--- Start of PROVIDED INFORMATION ---
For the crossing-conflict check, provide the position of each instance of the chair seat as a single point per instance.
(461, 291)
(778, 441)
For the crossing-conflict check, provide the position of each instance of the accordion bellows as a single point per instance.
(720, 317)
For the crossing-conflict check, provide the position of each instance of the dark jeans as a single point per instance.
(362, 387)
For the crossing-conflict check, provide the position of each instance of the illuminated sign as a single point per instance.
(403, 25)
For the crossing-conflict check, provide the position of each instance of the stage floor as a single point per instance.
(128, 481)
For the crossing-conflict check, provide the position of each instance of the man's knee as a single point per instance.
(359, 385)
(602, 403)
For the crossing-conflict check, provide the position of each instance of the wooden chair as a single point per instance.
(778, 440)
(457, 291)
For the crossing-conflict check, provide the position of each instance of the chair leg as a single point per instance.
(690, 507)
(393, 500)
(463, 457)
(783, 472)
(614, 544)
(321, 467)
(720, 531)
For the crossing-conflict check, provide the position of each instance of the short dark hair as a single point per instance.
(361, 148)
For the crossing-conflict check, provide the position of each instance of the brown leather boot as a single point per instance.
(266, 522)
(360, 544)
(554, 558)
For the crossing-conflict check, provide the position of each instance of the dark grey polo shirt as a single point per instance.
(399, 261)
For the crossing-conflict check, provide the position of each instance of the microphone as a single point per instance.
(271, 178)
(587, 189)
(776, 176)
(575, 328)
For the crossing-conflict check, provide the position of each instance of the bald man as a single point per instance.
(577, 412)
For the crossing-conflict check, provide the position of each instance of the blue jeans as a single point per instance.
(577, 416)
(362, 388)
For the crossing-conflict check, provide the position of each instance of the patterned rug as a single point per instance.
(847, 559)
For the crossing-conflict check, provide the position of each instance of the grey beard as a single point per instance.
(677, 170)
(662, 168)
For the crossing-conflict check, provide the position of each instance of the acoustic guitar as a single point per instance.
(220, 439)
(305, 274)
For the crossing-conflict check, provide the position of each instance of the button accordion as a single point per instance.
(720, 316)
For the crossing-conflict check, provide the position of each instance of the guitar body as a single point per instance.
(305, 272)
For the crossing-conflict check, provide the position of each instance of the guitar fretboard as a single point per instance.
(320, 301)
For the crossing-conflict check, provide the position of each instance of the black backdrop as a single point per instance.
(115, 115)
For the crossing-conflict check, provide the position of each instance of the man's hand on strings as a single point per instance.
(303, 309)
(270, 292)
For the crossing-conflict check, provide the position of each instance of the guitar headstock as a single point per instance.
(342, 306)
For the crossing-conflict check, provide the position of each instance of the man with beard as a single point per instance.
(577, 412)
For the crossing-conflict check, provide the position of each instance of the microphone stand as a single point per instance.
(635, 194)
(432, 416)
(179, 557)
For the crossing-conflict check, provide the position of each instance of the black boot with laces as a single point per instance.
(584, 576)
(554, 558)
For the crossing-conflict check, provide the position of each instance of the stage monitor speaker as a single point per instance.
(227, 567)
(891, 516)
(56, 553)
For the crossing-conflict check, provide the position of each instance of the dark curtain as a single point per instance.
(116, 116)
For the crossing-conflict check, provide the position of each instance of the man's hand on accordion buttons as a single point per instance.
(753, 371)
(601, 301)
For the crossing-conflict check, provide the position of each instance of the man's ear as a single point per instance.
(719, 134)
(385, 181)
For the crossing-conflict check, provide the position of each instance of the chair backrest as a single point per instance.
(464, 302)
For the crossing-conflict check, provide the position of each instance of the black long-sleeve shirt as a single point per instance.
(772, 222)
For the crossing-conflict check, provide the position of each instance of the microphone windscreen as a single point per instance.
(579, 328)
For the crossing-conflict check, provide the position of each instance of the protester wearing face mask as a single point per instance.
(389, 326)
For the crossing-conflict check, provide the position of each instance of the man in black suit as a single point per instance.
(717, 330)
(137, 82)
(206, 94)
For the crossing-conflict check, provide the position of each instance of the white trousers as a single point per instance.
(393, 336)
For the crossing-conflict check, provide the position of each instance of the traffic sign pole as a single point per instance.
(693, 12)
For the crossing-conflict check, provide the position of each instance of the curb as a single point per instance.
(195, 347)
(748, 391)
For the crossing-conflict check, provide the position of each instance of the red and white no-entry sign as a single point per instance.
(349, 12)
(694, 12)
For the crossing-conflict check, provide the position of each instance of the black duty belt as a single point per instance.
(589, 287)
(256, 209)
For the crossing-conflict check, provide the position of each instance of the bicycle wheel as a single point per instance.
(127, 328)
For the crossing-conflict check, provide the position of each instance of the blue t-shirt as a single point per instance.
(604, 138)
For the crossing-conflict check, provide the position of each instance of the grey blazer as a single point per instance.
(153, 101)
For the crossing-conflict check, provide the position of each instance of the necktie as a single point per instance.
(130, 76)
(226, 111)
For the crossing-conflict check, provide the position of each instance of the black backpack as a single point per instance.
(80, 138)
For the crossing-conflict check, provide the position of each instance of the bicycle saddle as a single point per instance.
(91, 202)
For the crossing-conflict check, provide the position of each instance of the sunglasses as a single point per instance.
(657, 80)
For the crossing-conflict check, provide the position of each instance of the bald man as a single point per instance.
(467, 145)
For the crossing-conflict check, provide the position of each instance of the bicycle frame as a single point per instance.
--- End of PROVIDED INFORMATION ---
Put the lines of the material above, from the line containing "t-shirt as a single point per instance." through the end of the material, into a Markdown table with the columns Row and Line, omitting any blank lines.

| Row | Line |
|---|---|
| 1 | For the crossing-conflict check, provide the position of each instance of the blue t-shirt as a single point per instance. |
| 2 | (604, 138) |
| 3 | For the crossing-conflict check, provide the position of each instance of the grey blazer as a single point per instance. |
| 4 | (153, 101) |
| 5 | For the crossing-conflict check, provide the position of each instance of the necktie as a single point per instance. |
| 6 | (130, 76) |
| 7 | (226, 111) |
| 8 | For the crossing-conflict check, provide the position of each instance of the black backpack as a single point per instance. |
| 9 | (80, 138) |
| 10 | For the crossing-conflict check, provide the position of each instance of the bicycle saddle as a single point per instance. |
| 11 | (91, 202) |
| 12 | For the crossing-conflict check, provide the position of each instance of the sunglasses as a single point per instance. |
| 13 | (657, 80) |
| 14 | For the crossing-conflict check, provide the position of each instance of the bald man as a single point per instance. |
| 15 | (467, 145) |
| 16 | For the crossing-conflict check, provide the position of each instance of the bicycle frame as a single point per instance. |